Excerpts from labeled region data
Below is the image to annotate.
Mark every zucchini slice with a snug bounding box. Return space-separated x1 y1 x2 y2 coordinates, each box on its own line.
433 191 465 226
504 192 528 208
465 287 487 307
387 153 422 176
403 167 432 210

==

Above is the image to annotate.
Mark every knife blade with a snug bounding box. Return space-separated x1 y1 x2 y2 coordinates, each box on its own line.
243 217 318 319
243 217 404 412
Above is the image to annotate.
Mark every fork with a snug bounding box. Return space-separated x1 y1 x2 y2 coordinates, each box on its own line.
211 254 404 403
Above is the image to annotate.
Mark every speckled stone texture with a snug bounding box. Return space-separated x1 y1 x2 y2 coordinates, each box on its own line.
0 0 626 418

==

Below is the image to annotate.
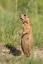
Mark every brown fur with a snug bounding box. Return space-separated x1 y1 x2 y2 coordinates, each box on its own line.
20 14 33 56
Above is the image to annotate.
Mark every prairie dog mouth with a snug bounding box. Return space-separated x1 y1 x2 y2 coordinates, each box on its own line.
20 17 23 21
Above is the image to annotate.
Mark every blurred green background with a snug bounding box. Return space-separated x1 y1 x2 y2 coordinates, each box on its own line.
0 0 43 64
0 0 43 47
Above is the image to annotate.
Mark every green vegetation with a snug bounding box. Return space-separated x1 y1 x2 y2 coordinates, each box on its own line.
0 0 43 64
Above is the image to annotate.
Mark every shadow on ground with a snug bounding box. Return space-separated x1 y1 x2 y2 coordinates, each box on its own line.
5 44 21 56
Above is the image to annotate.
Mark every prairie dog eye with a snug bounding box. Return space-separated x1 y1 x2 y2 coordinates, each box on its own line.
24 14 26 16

THE TASK
Identify each line of the records that contains the string "prairie", and copy those lines. Case counts.

REPLY
Mark every prairie dog mouth with a snug bounding box. Return space-separated x1 y1 x2 y2 coordinates, each box on its own line.
Mark every prairie dog eye with a snug bounding box. Return space-separated x1 y1 x2 y2 coordinates, each box on its own line.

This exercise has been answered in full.